> Document extract:
# Gridsearch For Improved Model Parameters

In [1]:
import json

import h2o
from h2o.estimators.gbm import H2OGradientBoostingEstimator
from h2o.estimators import H2OXGBoostEstimator
from h2o.grid.grid_search import H2OGridSearch

In [2]:
## start h2o instance
h2o.init()

Checking whether there is an H2O instance running at http://localhost:54321 . connected.


0,1
H2O_cluster_uptime:,2 hours 19 mins
H2O_cluster_timezone:,America/Denver
H2O_data_parsing_timezone:,UTC
H2O_cluster_version:,3.30.1.1
H2O_cluster_version_age:,1 month and 23 days
H2O_cluster_name:,H2O_from_python_rdangol_ltdftd
H2O_cluster_total_nodes:,1
H2O_cluster_free_memory:,3.953 Gb
H2O_cluster_total_cores:,8
H2O_cluster_allowed_cores:,8


## IMPORT Data

In [3]:
with open("grid_search_data_type.json", "r") as f_handle:
    data_types = json.load(f_handle)

In [4]:
data = h2o.import_file("grid_search.csv", col_types=data_types)

Parse progress: |█████████████████████████████████████████████████████████| 100%


## Prepare Data

In [5]:
data = data[data.col_names[1:]]

In [6]:
# Identify predictors and response
x = data.columns
y = "target"
x.remove(y)

# For binary classification, response should be a factor
data[y] = data[y].asfactor()


# Split data into train & validation
train, valid = data.split_frame([0.8])

## GBM Grid Search

In [4]:
# GBM hyperparameters
gbm_params1 = { 'ntrees':[100, 500, 1000],
               'learn_rate': [0.01,0.4, 0.1],
                'max_depth': [3, 5, 9],
                'sample_rate': [0.1,0.5, 1.0],
                'col_sample_rate': [0.2, 0.5, 1.0]}

# Train and validate a cartesian grid of GBMs
gbm_grid1 = H2OGridSearch(model=H2OGradientBoostingEstimator,
                          grid_id='gbm_grid1',
                          hyper_params=gbm_params1)
gbm_grid1.train(x=x, 
                y=y,
                training_frame=train,
                validation_frame=valid,
                ntrees=100,
                seed=1)

# Get the grid results, sorted by validation AUC
gbm_gridperf1 = gbm_grid1.get_grid(sort_by='auc', decreasing=True)
gbm_gridperf1

# Grab the top GBM model, chosen by validation AUC
best_gbm1 = gbm_gridperf1.models[0]

# Now let's evaluate the model performance on a test set
# so we get an honest estimate of top model performance

In [28]:
best_gbm1.F1()

[[0.3075587616663262, 0.6679031530402527]]

In [5]:
best_gbm_perf1 = best_gbm1.model_performance(valid)

> Stated problem 1: Using the grid search notebook, state whether each of the following agrees with it, answering yes or no and quoting the words that decide it: (a) the response column is named "target"; (b) the GBM grid results are sorted by validation accuracy; (c) the cluster reports 16 total cores.

> Data supplied:
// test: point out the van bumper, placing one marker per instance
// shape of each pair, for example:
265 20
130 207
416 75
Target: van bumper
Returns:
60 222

> Stated problem 2: Convert the rows of Block 1 into a JSON list of strings, one string per line, omitting any blank lines.

> Problem solution 1:
(a) Yes: "y = "target"".
(b) No: "sorted by validation AUC".
(c) No: "H2O_cluster_total_cores:,8".

> Problem solution 2:
[
  "// test: point out the van bumper, placing one marker per instance",
  "// shape of each pair, for example:",
  "265 20",
  "130 207",
  "416 75",
  "Target: van bumper",
  "Returns:",
  "60 222"
]